(Information given begins)
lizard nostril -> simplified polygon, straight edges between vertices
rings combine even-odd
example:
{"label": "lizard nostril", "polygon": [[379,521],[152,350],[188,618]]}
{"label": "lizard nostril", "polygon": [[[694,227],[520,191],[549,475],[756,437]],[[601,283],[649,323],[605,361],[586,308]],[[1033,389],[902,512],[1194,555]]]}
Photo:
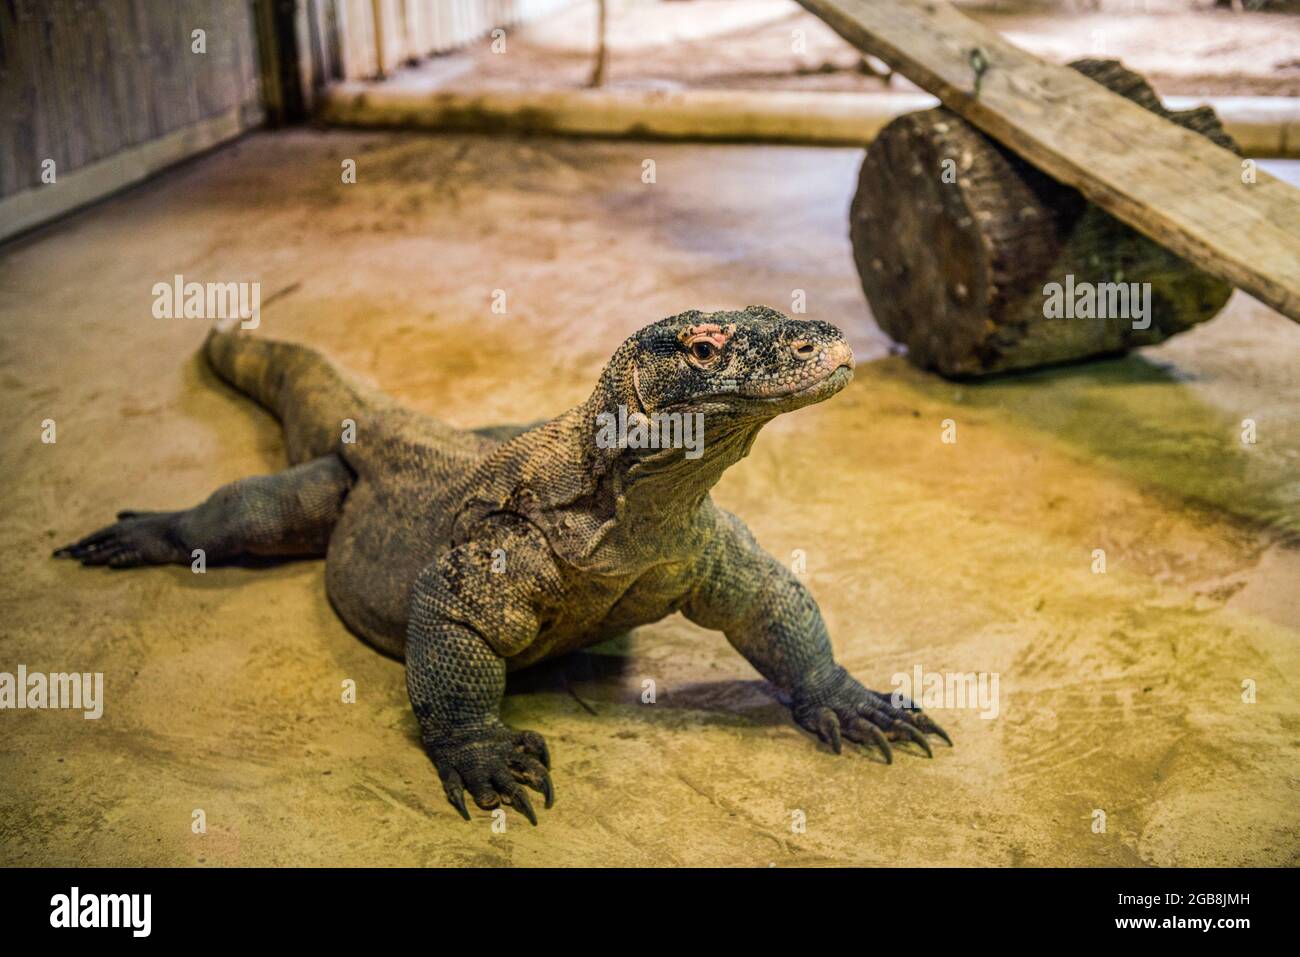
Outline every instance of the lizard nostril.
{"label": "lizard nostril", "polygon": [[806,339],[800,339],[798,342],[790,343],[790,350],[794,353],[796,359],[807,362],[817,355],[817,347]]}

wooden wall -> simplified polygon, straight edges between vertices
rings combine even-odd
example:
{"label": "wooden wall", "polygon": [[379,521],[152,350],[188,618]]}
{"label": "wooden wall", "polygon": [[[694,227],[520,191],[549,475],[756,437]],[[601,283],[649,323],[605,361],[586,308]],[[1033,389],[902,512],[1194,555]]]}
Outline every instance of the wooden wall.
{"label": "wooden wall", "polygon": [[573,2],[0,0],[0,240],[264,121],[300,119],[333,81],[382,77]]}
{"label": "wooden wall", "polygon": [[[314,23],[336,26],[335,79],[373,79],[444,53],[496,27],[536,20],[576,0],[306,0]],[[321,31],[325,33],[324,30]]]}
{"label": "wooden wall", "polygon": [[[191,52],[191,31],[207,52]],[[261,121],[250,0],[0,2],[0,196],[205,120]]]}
(Information given ends)
What is expected:
Which lines in the data above hold the word "vertices"? Return each of them.

Response area:
lizard nostril -> simplified polygon, straight edges between vertices
wooden wall -> simplified polygon, straight edges between vertices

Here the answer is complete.